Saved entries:
━━━━━━━━

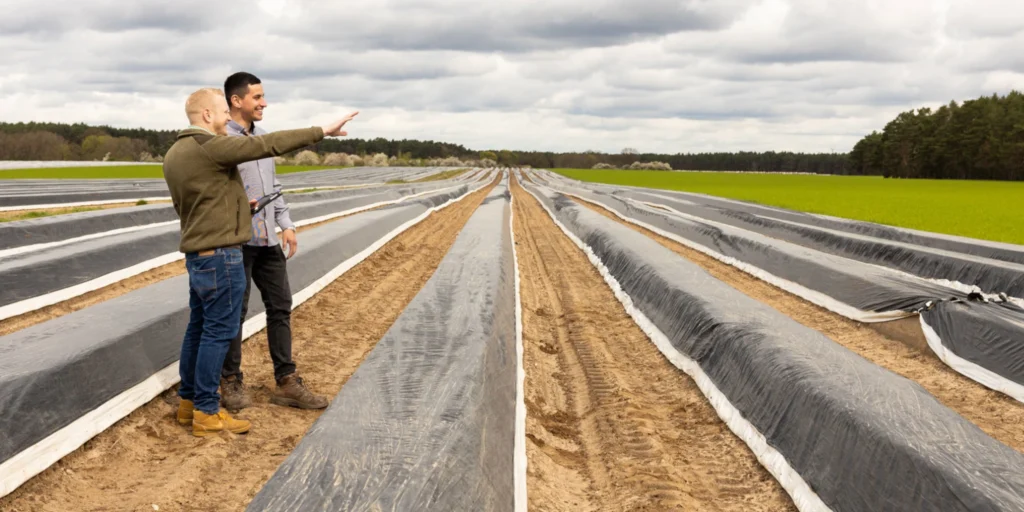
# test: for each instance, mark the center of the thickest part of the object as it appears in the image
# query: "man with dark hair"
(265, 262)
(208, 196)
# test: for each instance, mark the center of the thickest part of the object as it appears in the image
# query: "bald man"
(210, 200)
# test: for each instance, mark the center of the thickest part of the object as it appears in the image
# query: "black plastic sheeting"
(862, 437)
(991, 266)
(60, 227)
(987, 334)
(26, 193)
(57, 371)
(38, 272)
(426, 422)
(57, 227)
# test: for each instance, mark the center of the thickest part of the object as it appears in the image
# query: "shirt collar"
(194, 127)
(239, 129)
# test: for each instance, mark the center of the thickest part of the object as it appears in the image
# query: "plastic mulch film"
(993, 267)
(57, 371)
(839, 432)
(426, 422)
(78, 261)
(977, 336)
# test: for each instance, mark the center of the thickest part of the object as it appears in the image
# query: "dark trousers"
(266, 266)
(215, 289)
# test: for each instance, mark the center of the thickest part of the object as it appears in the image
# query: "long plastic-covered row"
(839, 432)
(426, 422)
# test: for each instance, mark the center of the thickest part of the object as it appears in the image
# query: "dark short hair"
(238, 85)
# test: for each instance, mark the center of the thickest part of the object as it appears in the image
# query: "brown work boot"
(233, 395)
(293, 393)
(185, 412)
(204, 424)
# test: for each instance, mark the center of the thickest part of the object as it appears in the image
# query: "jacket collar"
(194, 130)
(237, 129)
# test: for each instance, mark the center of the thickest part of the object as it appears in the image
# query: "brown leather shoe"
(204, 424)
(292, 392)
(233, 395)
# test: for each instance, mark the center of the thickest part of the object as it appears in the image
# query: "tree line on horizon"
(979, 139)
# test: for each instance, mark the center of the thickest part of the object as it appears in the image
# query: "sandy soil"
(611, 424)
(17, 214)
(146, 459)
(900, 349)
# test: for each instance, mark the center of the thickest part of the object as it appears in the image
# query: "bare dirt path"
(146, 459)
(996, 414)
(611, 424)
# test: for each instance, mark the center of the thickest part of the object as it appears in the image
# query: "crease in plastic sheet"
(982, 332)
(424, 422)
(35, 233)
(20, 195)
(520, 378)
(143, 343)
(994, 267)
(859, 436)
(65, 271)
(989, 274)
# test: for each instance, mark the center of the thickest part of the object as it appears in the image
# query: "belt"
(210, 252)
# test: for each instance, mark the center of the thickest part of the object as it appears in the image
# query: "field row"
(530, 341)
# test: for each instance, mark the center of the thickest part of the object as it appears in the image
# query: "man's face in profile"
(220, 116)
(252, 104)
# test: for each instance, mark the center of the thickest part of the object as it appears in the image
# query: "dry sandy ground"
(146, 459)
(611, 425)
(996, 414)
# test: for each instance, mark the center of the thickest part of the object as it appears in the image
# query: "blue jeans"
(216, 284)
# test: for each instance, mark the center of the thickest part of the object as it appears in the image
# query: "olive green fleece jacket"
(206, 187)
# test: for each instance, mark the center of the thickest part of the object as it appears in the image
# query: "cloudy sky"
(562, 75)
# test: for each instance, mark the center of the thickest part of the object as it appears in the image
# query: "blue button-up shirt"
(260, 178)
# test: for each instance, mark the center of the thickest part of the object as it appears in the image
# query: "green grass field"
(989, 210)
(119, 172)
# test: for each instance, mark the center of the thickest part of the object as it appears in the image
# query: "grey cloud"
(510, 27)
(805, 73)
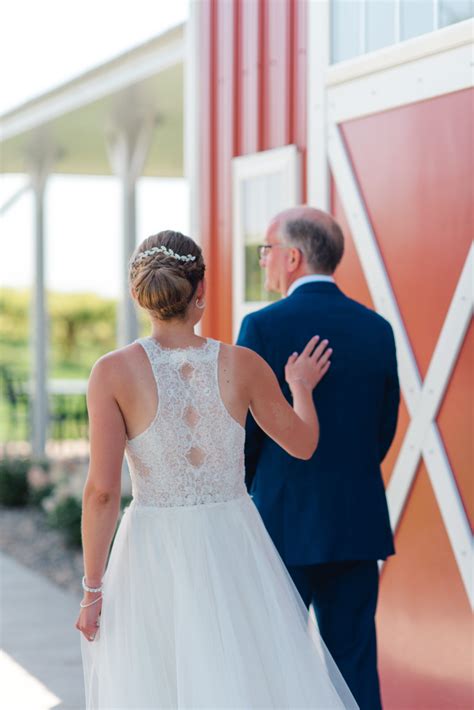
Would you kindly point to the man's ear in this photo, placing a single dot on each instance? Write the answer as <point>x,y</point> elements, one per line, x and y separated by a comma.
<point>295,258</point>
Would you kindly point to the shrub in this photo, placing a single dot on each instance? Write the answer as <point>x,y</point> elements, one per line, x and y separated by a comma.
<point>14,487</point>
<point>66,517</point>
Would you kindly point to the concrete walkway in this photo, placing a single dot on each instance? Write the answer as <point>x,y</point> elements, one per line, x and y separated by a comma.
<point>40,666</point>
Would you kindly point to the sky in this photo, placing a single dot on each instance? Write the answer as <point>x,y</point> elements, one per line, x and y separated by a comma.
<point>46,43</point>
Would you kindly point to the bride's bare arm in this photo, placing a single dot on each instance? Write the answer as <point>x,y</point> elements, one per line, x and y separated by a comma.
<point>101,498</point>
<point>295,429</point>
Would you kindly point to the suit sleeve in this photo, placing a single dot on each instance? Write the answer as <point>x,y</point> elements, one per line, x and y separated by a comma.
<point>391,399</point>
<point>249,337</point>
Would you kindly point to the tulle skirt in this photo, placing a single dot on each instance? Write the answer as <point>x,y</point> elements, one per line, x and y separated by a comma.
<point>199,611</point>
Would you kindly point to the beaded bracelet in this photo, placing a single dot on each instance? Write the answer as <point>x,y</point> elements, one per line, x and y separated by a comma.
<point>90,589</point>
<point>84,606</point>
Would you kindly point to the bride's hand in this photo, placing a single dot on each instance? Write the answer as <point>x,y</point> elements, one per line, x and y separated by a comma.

━━━━━━━━

_Task directions_
Output each record above exactly as written. Skip any pictures.

_Reply_
# test: for each instance, mark the center of the thickest part of the object as it appears in the image
# query: "man with dark hair"
(265, 262)
(208, 196)
# test: for each instance, mark the center of the thickest part of the object as it appears in the image
# query: "bald man"
(210, 200)
# test: for each instance, mark the center of the thickest part of the object as it appears in the image
# query: "black plastic sheeting"
(862, 437)
(991, 266)
(60, 227)
(987, 334)
(26, 193)
(57, 371)
(38, 272)
(426, 422)
(57, 227)
# test: for each instance, mark the center of the thickest part of the object as it appears in the image
# query: "shirt collar"
(194, 127)
(239, 129)
# test: for each instance, mark the center of the thickest part of the object as it appears in the image
# query: "plastic mulch film"
(993, 267)
(57, 371)
(839, 432)
(426, 422)
(78, 261)
(977, 336)
# test: for each instance, mark the center of the thickest part of the object as it appears in the image
# query: "dark trousers"
(266, 266)
(215, 289)
# test: for each instance, mark the center of the thickest part of the object as it appears in the image
# query: "long plastic-covered row"
(839, 432)
(426, 422)
# test: for each instance, mark the center of the thickest part of the object as it appears in the image
# query: "dark short hair"
(238, 85)
# test: for each instance, mark the center of the thickest part of the object as it appears in the image
# query: "brown work boot"
(233, 395)
(293, 393)
(185, 412)
(204, 424)
# test: for each instance, mark the center of the thickest part of the object as it appears in the image
# query: "jacket collar"
(194, 130)
(237, 129)
# test: for each instance, mark the center of the thickest part of the object as it appears in the image
# query: "brown leather shoe"
(204, 424)
(292, 392)
(233, 395)
# test: for each instance, mark the center of the thickest part of the object as it appears in the image
# query: "tree line on horizon"
(979, 139)
# test: for each instance, mark the center of the thickest part of the object as it appears in the image
# query: "sandy soil"
(611, 424)
(17, 214)
(146, 459)
(900, 349)
# test: for each instance, mark the center of the thickest part of the object as it appears in the image
# query: "bare dirt path"
(146, 459)
(996, 414)
(611, 424)
# test: for each instance, mark the center of the thickest part of the object as it appears in the image
# query: "crease in plastic sheet"
(982, 332)
(424, 422)
(35, 233)
(20, 195)
(520, 378)
(143, 343)
(994, 267)
(859, 436)
(65, 271)
(989, 274)
# test: for each instance, mark the center of the thickest part of the object as it appears in the image
# query: "belt"
(210, 252)
# test: for each instance, mark the center of the thickest part of the object as it appears in the image
# query: "field row"
(530, 341)
# test: for each instance, mark the center of the thickest part of the object as it appears in the image
# query: "man's face in profile"
(220, 116)
(252, 104)
# test: for each instance, mark the center of the thickest part of the object as it appears in the image
# query: "dry sandy ground"
(146, 459)
(611, 425)
(996, 414)
# test: for each instance, mark the center of the thickest part of the object as it appears in the image
# query: "blue jeans"
(216, 284)
# test: for each instance, mark the center of the thickest part of the object as it appears in the image
# query: "olive green fleece jacket"
(206, 187)
# test: for each instance, mark the center of the thickest part of the object as it appears in the image
# query: "cloudy sky"
(562, 75)
# test: for each instance, mark the center of the thickest part of the object as it appears in the image
# query: "blue button-up shirt"
(260, 178)
# test: for each instance, mark the center of the thickest part of the object as it appears in the image
# query: "green grass field"
(989, 210)
(119, 172)
# test: for each instance, mark the center of the thickest part of the object as it appears in the image
# query: "grey cloud"
(510, 27)
(805, 73)
Would you kindly point to the man's ear in this photo, placing a single dot on each instance? Write the answer as <point>x,y</point> elements, one per line, x and y separated by a comma.
<point>295,258</point>
Would you kindly point to the shrub in this photo, placing a single dot on each instance? Write the answer as <point>x,y</point> elements, one per line, x and y separated by a comma.
<point>14,487</point>
<point>66,517</point>
Would you kindly point to the concrete walkway in this photo, placing a single dot on each instance? Write the answer as <point>x,y</point> elements, one per line, x and y separated by a comma.
<point>40,666</point>
Would you kindly point to the sky in this photo, placing a single dot on each instance? Write the answer as <point>x,y</point> elements, one per line, x and y separated by a comma.
<point>46,43</point>
Would you kindly point to the bride's bare arm in this photo, placing a single dot on each instance? Write the answer as <point>x,y</point> elements, one per line, x and y separated by a comma.
<point>101,498</point>
<point>295,429</point>
Would you kindly point to the suit sleeve in this photo, placing a single dot on each instance? Write the answer as <point>x,y</point> elements, one per line, x and y separated by a comma.
<point>391,399</point>
<point>249,337</point>
Would you kindly point to the tulle skirt in this photo, placing a single dot on each instance? Write the answer as <point>x,y</point> elements, one per line, x and y separated by a comma.
<point>199,611</point>
Would you kindly point to the beaded bracelet in this photo, placing a single dot on each instance? Write the answer as <point>x,y</point> elements, one per line, x and y separated by a comma.
<point>90,589</point>
<point>84,606</point>
Would you kindly point to the bride's hand in this photo, placing a single dot on each instance? Write the answer as <point>x,y</point> elements, one per line, x and y separated by a comma.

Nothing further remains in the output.